### Written instruction
Nothing but the lines from the one with "If you could drop a marker on the white plastic" to the final line should be returned, each exactly as it appears.

(Records from a collection)
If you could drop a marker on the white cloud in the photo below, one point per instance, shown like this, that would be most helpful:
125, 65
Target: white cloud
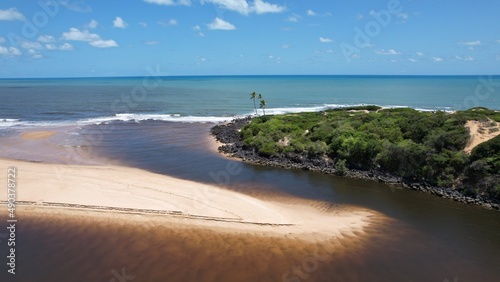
11, 15
171, 22
93, 24
261, 7
242, 6
75, 7
76, 35
470, 43
119, 23
66, 47
104, 43
169, 2
219, 24
325, 40
311, 13
467, 59
404, 16
293, 18
9, 51
387, 52
46, 39
95, 40
31, 45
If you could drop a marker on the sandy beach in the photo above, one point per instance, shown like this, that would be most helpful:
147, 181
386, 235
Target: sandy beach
113, 191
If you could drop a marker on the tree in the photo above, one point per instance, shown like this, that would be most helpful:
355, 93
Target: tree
263, 105
253, 96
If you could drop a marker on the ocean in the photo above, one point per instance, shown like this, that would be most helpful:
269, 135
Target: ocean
31, 102
161, 124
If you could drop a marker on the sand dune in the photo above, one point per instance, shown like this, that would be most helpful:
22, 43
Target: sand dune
113, 192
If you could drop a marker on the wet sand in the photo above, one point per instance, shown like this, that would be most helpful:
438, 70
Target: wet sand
38, 135
120, 190
143, 224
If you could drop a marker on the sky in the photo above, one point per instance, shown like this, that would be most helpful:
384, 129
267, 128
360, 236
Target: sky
84, 38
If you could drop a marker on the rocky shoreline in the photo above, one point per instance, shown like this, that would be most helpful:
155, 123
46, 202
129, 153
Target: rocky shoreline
228, 135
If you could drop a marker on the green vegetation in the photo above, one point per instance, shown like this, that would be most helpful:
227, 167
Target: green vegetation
425, 147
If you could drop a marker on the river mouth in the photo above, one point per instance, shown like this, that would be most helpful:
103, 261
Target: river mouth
418, 237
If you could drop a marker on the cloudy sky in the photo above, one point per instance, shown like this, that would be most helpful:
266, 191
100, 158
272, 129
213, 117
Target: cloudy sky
60, 38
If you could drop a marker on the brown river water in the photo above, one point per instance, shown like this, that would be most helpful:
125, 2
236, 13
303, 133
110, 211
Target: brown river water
417, 237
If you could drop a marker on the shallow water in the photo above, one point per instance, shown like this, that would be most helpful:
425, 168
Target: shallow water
419, 237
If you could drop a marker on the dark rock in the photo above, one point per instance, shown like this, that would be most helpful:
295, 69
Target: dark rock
229, 135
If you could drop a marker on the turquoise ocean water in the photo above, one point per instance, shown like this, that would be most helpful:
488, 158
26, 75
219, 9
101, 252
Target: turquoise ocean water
28, 102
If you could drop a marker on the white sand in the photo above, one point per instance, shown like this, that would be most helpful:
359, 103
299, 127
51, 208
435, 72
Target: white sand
477, 137
115, 191
37, 135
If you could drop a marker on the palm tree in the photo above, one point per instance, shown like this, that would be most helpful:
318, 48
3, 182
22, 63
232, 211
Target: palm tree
253, 96
263, 106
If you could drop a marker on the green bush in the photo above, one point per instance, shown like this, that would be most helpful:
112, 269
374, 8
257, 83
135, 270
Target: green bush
414, 145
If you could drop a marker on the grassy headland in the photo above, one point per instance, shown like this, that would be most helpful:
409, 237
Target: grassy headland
420, 149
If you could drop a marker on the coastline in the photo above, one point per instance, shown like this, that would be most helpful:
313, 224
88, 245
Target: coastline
228, 135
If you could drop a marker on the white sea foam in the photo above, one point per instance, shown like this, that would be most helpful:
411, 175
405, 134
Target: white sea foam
137, 117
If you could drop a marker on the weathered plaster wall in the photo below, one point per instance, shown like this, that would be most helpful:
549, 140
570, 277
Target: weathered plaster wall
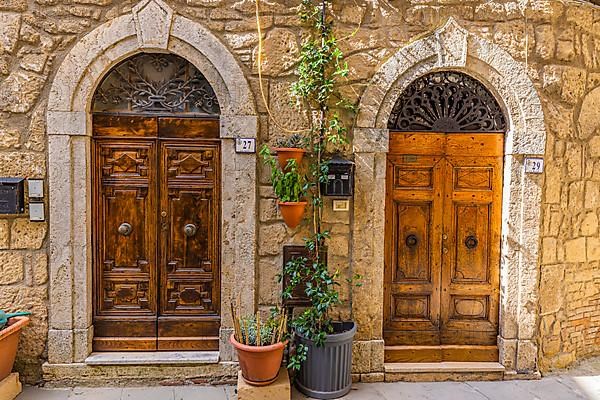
558, 40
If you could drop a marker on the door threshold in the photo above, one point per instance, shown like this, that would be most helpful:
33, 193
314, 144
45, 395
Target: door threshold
153, 358
444, 366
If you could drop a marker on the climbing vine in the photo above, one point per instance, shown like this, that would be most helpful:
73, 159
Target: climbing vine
320, 70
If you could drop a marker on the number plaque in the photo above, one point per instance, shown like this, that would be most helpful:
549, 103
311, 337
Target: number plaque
245, 145
534, 165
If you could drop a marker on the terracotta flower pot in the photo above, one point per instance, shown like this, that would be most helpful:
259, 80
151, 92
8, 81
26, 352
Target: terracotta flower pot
9, 341
286, 153
292, 212
259, 364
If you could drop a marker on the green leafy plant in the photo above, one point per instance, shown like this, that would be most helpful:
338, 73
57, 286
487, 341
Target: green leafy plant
252, 331
320, 68
289, 185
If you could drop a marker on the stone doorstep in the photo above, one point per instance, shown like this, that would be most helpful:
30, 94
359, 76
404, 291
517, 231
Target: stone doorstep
278, 390
10, 387
443, 371
444, 367
150, 374
153, 358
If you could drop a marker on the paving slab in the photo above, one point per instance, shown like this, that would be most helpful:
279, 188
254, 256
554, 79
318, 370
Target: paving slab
35, 393
149, 393
559, 387
200, 392
83, 393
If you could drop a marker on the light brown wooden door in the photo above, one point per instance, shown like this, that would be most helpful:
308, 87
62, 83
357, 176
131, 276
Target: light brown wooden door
443, 222
156, 233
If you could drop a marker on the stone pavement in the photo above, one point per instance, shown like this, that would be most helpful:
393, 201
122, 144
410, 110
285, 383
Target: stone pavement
551, 388
578, 384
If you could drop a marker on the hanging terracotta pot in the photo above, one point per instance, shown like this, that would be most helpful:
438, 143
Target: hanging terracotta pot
292, 212
286, 153
259, 364
9, 341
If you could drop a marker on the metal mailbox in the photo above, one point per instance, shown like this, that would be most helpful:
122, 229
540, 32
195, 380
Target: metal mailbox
340, 178
12, 199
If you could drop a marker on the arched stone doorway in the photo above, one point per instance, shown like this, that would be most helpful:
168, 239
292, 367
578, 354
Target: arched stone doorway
453, 48
443, 221
156, 205
151, 27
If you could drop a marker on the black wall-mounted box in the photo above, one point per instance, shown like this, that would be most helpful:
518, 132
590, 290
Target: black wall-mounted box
340, 178
12, 196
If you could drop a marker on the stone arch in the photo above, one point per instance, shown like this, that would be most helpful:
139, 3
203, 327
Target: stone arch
451, 47
151, 27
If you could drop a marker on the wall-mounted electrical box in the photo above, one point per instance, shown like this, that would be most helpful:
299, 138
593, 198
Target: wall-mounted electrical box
35, 188
11, 196
340, 178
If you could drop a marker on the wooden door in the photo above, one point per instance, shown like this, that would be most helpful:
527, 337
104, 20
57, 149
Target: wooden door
443, 222
156, 233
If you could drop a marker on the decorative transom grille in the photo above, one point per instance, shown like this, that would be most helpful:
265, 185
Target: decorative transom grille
447, 101
155, 83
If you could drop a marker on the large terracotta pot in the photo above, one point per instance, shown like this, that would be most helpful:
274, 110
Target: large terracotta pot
292, 212
259, 364
286, 153
9, 341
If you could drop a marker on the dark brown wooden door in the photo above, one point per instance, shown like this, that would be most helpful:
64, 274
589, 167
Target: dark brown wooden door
156, 233
443, 225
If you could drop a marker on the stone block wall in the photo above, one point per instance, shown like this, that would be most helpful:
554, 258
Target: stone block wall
559, 41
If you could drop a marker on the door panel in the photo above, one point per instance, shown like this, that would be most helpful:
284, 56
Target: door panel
412, 296
471, 279
156, 232
125, 219
442, 246
189, 284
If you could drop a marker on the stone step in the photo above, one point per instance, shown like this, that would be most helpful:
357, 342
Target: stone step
10, 387
153, 358
278, 390
443, 371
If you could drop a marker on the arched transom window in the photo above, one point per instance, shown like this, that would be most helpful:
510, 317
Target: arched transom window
156, 83
447, 101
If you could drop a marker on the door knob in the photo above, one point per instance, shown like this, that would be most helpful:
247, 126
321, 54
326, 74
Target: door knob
190, 230
411, 240
471, 242
125, 229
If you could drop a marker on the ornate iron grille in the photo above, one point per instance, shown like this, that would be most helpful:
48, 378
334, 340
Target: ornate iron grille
447, 101
154, 83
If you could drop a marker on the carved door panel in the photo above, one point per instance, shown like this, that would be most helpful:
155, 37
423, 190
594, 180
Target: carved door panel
443, 222
125, 220
412, 284
189, 283
472, 225
156, 234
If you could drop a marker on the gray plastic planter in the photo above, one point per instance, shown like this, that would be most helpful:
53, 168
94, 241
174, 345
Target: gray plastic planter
326, 373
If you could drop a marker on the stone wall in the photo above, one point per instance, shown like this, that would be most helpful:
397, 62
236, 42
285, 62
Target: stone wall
559, 41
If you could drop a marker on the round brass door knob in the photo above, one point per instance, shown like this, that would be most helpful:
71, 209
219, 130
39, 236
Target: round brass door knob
125, 229
471, 242
190, 230
411, 240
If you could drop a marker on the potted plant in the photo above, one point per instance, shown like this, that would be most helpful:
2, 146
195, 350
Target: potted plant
290, 147
10, 331
259, 345
322, 357
290, 188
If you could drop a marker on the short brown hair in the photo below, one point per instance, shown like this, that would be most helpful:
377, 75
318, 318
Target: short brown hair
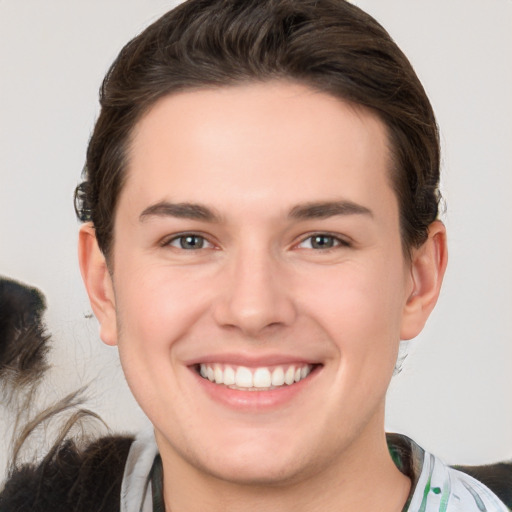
328, 45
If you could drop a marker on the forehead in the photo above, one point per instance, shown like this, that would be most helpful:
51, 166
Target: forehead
273, 144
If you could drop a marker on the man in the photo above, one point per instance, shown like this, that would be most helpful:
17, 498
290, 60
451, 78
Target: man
261, 232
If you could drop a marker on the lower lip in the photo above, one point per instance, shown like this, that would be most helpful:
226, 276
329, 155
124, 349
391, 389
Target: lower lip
255, 400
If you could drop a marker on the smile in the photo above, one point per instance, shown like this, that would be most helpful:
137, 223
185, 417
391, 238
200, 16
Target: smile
254, 379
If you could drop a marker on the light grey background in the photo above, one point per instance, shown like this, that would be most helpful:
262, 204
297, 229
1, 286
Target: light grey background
455, 393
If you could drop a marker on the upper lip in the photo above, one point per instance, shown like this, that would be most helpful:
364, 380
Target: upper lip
252, 361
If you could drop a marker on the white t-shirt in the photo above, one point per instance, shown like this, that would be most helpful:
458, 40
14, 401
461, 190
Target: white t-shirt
436, 487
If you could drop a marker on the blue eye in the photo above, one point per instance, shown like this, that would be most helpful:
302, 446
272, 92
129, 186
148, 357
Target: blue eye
322, 241
189, 242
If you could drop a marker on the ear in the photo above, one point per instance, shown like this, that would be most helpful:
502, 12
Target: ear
428, 265
98, 282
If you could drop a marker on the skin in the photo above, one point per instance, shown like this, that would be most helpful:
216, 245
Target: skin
259, 290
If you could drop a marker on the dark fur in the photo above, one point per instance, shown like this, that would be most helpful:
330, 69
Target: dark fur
70, 479
23, 338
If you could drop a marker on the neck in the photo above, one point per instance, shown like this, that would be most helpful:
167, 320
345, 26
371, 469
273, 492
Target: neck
363, 479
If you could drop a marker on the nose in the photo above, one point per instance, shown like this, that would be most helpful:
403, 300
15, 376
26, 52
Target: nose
254, 297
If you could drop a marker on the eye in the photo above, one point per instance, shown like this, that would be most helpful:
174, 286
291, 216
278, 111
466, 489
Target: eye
189, 242
322, 241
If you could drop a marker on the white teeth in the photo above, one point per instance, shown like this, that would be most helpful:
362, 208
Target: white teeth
243, 377
229, 376
256, 378
218, 373
262, 378
278, 377
289, 376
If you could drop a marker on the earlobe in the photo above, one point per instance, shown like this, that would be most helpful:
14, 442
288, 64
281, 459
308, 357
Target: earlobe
98, 283
428, 265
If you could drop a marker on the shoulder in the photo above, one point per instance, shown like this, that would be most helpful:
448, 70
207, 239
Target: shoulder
436, 486
497, 477
70, 479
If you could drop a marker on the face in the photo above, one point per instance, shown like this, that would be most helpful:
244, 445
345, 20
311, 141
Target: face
259, 287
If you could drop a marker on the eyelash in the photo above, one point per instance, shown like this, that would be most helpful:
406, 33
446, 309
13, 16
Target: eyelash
334, 240
182, 237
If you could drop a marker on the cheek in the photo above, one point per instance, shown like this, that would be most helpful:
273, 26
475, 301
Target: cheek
158, 304
360, 306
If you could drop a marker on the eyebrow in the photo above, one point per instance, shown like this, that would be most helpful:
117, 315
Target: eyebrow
315, 210
326, 209
179, 210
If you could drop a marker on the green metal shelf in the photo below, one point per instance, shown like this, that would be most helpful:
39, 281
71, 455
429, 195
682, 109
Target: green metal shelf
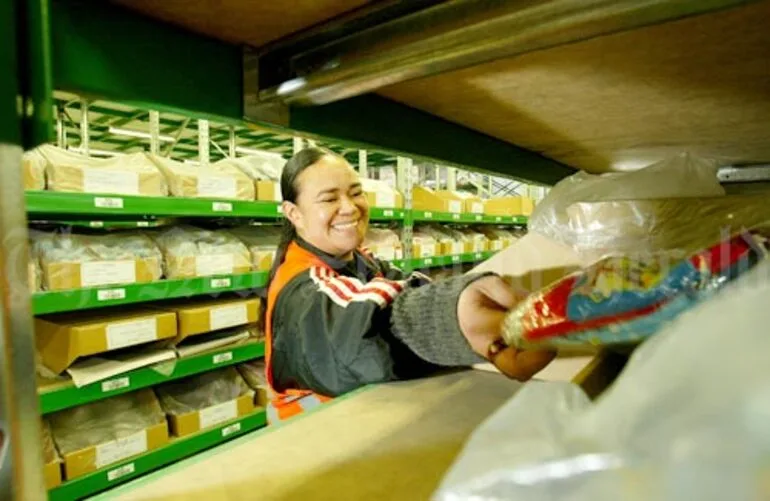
57, 399
439, 261
176, 450
112, 295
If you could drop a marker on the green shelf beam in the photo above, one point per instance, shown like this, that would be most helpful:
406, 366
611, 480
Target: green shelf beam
70, 396
113, 295
176, 450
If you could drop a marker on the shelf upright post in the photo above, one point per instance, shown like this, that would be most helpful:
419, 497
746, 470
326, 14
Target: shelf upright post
154, 132
363, 166
404, 183
203, 142
231, 142
84, 142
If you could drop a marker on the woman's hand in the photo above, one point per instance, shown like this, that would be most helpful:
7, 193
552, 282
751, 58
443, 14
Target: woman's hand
480, 311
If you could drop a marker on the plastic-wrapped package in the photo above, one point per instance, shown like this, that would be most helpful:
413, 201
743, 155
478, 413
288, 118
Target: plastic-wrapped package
217, 180
33, 165
202, 391
105, 420
621, 300
69, 260
195, 252
262, 242
130, 174
685, 420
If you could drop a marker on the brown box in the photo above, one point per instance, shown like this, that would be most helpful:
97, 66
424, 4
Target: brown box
63, 338
74, 275
84, 461
504, 206
268, 191
201, 317
385, 200
193, 422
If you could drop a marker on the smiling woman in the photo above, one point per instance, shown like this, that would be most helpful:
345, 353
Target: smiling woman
337, 318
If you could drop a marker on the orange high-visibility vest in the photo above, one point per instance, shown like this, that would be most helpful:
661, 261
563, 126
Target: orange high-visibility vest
290, 402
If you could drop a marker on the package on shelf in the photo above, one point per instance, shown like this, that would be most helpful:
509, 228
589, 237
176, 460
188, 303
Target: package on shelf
33, 170
262, 242
384, 243
479, 241
51, 460
425, 199
472, 204
195, 252
509, 206
424, 244
205, 400
99, 434
382, 194
63, 338
70, 260
264, 169
200, 316
596, 229
130, 174
253, 373
222, 181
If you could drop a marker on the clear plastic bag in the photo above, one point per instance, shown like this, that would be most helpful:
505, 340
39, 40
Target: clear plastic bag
686, 420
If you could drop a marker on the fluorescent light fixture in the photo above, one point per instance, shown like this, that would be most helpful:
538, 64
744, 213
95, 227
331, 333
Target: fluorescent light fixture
95, 152
137, 133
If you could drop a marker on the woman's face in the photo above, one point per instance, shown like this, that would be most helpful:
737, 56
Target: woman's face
331, 212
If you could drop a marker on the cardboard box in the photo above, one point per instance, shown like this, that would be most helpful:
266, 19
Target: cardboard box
193, 422
203, 316
505, 206
74, 275
85, 461
63, 338
393, 200
268, 191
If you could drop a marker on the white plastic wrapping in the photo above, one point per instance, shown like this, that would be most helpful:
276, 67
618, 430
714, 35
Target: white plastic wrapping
193, 252
686, 420
131, 174
681, 176
202, 391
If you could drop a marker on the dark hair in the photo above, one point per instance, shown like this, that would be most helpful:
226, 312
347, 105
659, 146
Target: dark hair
293, 168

### Solution to the exercise
If you could drop a marker on the white plastic wrapping in the photo above, one point per instance, shown like this, that would be most helpful:
276, 67
618, 430
714, 35
Target: white plastic wrapping
193, 252
686, 420
131, 174
681, 176
202, 391
If you could drop a marker on the dark hair in the photo above, one point per instance, shown like this, that would be most helpful:
226, 312
347, 105
659, 146
Target: dark hair
293, 168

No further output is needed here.